### [WORK TO COMPLETE]
Switch "night-vision image" to "infrared frame" throughout the items below, and reproduce the items with nothing else altered and the pictures omitted.

(Object detection data)

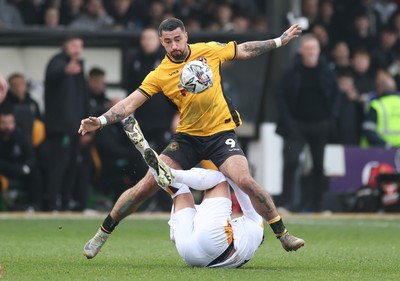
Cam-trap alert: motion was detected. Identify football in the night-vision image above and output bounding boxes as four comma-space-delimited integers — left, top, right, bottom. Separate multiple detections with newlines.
180, 60, 213, 94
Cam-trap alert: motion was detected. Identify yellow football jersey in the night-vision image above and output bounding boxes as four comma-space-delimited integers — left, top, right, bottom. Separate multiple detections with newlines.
138, 41, 242, 136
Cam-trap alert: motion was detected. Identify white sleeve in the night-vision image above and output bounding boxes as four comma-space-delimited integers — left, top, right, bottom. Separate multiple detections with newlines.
227, 178, 263, 222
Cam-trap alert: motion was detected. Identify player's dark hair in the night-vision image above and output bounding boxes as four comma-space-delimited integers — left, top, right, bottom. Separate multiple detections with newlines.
89, 67, 106, 77
158, 18, 185, 37
7, 72, 25, 83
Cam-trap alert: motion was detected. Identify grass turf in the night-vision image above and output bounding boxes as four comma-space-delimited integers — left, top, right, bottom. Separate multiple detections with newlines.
0, 214, 400, 281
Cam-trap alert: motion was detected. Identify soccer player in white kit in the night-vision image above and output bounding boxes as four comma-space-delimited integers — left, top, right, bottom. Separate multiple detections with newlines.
133, 116, 264, 268
84, 118, 304, 262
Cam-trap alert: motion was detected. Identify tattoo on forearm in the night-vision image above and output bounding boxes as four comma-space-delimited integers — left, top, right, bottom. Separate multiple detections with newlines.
243, 40, 276, 58
104, 106, 125, 124
257, 193, 272, 212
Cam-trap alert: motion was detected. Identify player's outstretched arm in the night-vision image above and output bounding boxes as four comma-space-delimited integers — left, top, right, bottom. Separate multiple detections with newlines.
236, 24, 302, 60
78, 90, 147, 135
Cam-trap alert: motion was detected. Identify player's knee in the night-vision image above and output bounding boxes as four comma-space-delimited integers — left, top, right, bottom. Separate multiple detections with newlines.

### [FULL OUTPUT]
Cam-trap alert: motion was detected. Identify football in the infrared frame above and output bounding boxes as four comma-space-delimited integers — left, top, right, bottom. Separate multiple detections with newlines.
180, 60, 213, 94
Cam-trap alert: motion was detected. Identify yellow football jersey in the infrared frame above and output bounding boxes as four comma-space-delimited integers — left, top, right, bottom. Separate multiple detections with newlines.
138, 41, 242, 136
Cam-trap alert: motion was detected. Identify white sleeve in the infrared frame above and output bounding boxes as four comma-space-delimited integers — left, top, right, bottom. Separate multiple detections with newlines.
227, 178, 263, 222
Cam-trap alert: motion was detected. Identify player's dark hair in the infrared frame above and output bounding boxes as four comma-space-delimited integers — left, top, right, bottom. Separate multiple detections with newlines.
89, 67, 106, 77
158, 18, 185, 37
7, 72, 25, 83
Cam-trap alert: motion was detected. Identify grass turf in the infrared frame above and output bounding boxes as four comma-space-delimited integers — left, top, right, bottom. Separate multiple detections with newlines.
0, 214, 400, 281
Cam-trap alert: motion was detected. Identify soccer player in white kit in the infrared frame above and output bounding boxes as four comma-space-delimited integers — left, top, right, bottom. Separate multiple detections with newlines.
133, 116, 264, 268
84, 118, 304, 262
Cam-trap alert: motion was detected. Identify tattoo on forearm in the infrared frame above and output bounding boxes as four comma-space-delimited integers — left, top, right, bottom. Separate multiple detections with newlines.
243, 40, 276, 58
104, 106, 125, 124
257, 193, 272, 212
Cam-trap alert: motion was detected. Identify player's outstretched arm in the infrared frame above and output bounding boxes as four comma-space-delimited integers — left, top, right, bottom. Separate multiple detections with newlines.
236, 24, 302, 60
78, 90, 147, 135
Cam-trap alert: motion was detected. Identify player's knee in the infrared frame above and output bounding boxes as four comma-space-delimited integers — left, top, right, bottom. Separate multiple detections with newlines.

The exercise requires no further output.